• YOUR GOAL
Copy out, exactly as given, every line from the line with "Target: cargo ship" to the end of the listing, both of those lines included.

◆ ◆ ◆ ◆

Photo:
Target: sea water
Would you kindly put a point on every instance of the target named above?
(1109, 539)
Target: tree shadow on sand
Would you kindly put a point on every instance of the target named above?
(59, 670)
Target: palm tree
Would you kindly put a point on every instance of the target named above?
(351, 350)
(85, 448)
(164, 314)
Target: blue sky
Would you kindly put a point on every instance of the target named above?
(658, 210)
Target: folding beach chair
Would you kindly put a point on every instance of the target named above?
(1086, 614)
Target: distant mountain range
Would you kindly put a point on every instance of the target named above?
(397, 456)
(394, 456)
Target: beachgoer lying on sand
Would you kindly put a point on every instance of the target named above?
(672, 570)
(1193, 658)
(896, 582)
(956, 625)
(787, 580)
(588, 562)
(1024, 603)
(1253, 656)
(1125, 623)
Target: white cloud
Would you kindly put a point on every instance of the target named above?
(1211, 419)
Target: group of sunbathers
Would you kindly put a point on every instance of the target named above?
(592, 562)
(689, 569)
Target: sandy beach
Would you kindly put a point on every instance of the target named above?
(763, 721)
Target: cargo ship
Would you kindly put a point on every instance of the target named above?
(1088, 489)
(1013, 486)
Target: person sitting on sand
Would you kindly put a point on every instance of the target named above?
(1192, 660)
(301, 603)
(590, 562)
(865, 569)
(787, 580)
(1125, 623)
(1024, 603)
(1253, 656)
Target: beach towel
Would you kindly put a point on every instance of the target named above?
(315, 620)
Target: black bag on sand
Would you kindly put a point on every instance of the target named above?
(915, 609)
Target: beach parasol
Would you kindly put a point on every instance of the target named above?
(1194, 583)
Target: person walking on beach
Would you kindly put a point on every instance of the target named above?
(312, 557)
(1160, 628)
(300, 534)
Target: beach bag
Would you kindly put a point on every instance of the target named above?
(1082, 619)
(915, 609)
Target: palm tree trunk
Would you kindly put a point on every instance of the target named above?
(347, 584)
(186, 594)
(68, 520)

◆ ◆ ◆ ◆

• RESPONSE AREA
Target: cargo ship
Would you kindly put a point on every instance of the target named above?
(1088, 489)
(1013, 486)
Target: person sitting on sand
Would you kindly put a point on every instance of the target named above?
(1192, 660)
(301, 603)
(590, 562)
(865, 569)
(787, 580)
(1125, 623)
(1024, 603)
(1253, 656)
Target: beach towel
Would you kindly put a point on every instance of the target named above?
(315, 620)
Target: black bag on sand
Would you kindly put a point on every instance of the target named above?
(915, 609)
Target: beach parasol
Would you kindly put a point on every instance of the target named above?
(1194, 583)
Target: person walking on beach
Would you kindly put a point on every instance of the target named above?
(312, 557)
(1160, 628)
(300, 534)
Target: beach bag
Would you kindly put a point on every instance of the target named above?
(1082, 619)
(915, 609)
Target: palm tree trunk
Would you kindly put a point on every instance of the target named above?
(347, 584)
(186, 594)
(68, 520)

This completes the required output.